What is asked –
List every line of the stored entries below that contains the word "buddha", treating uppercase and lowercase as different.

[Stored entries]

════════

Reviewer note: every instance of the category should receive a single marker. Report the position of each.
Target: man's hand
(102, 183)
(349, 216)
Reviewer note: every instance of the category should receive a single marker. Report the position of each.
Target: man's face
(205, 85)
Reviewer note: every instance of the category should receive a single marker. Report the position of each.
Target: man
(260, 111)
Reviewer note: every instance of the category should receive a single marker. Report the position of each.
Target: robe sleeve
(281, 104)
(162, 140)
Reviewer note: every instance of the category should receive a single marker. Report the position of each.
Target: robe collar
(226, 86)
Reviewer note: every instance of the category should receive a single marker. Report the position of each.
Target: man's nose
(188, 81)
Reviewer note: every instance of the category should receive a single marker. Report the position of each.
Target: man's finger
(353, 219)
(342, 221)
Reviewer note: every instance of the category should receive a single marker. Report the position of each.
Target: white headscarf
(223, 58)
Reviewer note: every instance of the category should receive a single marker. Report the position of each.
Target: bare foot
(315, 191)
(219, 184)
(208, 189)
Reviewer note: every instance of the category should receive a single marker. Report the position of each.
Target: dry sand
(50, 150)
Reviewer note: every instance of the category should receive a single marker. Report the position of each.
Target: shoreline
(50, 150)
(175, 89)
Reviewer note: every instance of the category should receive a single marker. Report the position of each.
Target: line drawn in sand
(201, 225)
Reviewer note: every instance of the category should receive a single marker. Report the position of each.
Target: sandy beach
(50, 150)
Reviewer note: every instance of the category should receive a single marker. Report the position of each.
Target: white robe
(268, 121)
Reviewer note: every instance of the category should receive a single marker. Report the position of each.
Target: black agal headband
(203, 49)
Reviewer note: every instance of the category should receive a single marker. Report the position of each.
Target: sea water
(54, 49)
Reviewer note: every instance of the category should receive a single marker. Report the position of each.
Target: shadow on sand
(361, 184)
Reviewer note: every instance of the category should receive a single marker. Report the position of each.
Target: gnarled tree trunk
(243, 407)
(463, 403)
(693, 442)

════════

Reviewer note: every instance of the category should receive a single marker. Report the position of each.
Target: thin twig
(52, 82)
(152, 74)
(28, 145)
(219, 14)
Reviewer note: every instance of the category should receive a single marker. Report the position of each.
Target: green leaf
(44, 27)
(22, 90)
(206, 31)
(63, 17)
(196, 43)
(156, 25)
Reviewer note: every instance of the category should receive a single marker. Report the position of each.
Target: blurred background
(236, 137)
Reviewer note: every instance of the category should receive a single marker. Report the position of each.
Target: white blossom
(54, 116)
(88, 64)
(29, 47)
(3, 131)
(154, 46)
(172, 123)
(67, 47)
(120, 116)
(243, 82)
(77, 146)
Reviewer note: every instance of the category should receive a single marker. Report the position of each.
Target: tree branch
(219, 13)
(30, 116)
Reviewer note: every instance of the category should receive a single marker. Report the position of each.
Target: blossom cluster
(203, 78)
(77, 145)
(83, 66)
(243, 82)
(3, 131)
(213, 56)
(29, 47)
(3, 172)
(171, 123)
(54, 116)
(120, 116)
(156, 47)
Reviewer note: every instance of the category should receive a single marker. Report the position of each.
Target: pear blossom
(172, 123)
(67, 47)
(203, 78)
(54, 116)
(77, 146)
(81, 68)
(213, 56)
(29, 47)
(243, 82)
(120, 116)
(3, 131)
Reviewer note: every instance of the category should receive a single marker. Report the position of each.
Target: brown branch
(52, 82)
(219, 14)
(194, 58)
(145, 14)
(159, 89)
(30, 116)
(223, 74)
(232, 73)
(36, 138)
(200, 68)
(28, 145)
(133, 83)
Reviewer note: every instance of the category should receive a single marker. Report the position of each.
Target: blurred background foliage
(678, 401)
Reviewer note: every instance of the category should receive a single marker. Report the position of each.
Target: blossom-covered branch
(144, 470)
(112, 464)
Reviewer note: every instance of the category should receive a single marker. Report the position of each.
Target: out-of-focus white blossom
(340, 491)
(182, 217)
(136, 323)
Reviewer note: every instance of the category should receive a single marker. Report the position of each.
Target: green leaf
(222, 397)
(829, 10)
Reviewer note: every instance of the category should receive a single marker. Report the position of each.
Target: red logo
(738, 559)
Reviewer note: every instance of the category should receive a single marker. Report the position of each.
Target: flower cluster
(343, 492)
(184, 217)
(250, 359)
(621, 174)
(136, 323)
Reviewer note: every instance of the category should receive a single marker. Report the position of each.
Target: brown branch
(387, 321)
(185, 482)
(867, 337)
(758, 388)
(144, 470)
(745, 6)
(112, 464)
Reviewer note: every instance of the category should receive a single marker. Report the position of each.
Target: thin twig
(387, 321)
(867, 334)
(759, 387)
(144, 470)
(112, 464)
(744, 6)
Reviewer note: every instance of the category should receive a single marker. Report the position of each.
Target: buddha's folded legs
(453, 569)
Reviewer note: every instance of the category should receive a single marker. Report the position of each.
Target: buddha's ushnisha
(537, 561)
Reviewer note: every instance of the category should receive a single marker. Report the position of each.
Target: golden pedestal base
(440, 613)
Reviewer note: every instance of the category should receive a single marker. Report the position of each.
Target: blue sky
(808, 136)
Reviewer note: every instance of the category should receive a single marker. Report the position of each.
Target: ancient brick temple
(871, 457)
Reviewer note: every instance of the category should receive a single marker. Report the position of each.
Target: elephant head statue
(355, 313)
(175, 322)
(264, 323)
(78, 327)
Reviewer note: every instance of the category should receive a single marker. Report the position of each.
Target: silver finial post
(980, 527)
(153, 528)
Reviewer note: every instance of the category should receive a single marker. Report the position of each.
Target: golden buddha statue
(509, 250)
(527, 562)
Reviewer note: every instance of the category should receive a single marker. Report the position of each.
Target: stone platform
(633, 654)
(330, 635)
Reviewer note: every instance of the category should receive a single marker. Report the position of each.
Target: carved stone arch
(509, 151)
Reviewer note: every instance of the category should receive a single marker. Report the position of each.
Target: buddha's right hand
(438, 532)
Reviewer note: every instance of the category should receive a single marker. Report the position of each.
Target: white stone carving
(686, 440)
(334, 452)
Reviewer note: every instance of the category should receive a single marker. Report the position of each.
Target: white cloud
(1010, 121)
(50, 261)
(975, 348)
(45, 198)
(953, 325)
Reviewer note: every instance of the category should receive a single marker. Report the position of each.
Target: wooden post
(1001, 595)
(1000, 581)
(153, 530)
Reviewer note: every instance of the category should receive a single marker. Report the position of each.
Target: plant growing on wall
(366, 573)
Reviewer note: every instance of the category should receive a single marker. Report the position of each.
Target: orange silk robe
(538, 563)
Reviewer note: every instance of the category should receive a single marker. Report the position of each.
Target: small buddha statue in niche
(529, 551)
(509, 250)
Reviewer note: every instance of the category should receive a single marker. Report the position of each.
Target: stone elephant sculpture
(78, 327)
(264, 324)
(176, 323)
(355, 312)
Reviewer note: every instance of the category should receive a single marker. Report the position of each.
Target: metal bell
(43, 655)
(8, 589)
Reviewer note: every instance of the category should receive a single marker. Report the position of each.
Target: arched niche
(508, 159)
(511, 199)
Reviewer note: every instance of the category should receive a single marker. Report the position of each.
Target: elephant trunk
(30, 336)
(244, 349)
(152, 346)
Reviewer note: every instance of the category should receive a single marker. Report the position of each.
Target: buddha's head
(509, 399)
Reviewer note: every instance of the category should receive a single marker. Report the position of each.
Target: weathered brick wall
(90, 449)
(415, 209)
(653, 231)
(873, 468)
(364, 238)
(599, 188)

════════

In response –
Target: buddha's folded legs
Target: buddha's ushnisha
Target: golden buddha statue
Target: buddha's right hand
Target: small buddha statue in niche
Target: buddha's head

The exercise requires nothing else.